**TEXT SEGMENT**:
Stringing Lights on Your Christmas Tree
Published November 27, 2014
It seems Christmas arrives earlier every year.
The store windows are decorated for the holidays and exterior lights are appearing everywhere on homes around the North Shore.
Many families have a tradition to put up their tree Dec. 1 to begin the countdown to Christmas Day.
One of the prettiest things about the Christmas tree is how it is illuminated. Creating a beautiful glow does take a bit of work but if you are patient and well organized the results are stunning.
Here are some great tips from tree decorators for lighting up an indoor tree like a pro.
- A power bar
- One to two extension cords with a power splitter (preferably green)
- A fresh or artificial tree
- 10 strands of lights
- Step stool or ladder
- Rubber gloves (optional)
Always test your strands of lights before you begin this project. This is important. There’s nothing worse than discovering a few strands of lights require replacing once they are placed on the tree.
Begin by plugging in your power bar to the closest electrical outlet to the tree. A power bar is great because not only does it provide an easy way to turn your lights on and off on a daily basis but it also has the added benefit of a built-in circuit breaker.
Attach an extension cord to the power bar and wind the cord up the centre of the tree as far as it will go.
Plug your first strand of lights into the extension cord. Always work from the top of the tree downwards, winding your lights on each tree branch as you work your way down. Try to get to the tips of the tree branches if you can and avoid draping the light strands from branch to branch. This only draws the eye to the wires instead of the lights.
Use your step stool to reach the higher sections of the tree.
If your tree is backed into a corner or a wall, then maximize the lights where they will be viewed.
It’s best not to connect more than three strands of lights together as this may result in the strands prematurely burning out.
Use the extension cords and power bars as much as possible.
You may need to install another extension cord into the centre power bar as you work your way to the bottom of the tree.
The idea is to hide the extension cords and light strand wires as much as possible in order to see the lights extending to the tips of each tree branch.
Give yourself some time for this project. In the end, you will agree that as pretty as your baubles and ornaments are, it’s the lights that really make the tree.

**DATASET CONTENT**:
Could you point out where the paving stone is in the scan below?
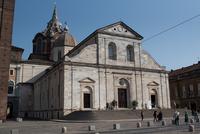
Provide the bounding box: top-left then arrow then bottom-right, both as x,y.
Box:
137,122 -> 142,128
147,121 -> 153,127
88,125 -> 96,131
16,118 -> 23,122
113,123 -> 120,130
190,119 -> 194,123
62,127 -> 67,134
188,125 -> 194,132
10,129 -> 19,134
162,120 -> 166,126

**PROMPT**:
In the article on stringing Christmas tree lights, what is the largest number of light strands that should be connected together? The material has no connection to the article on stringing Christmas tree lights.

**ANSWER SECTION**:
Three.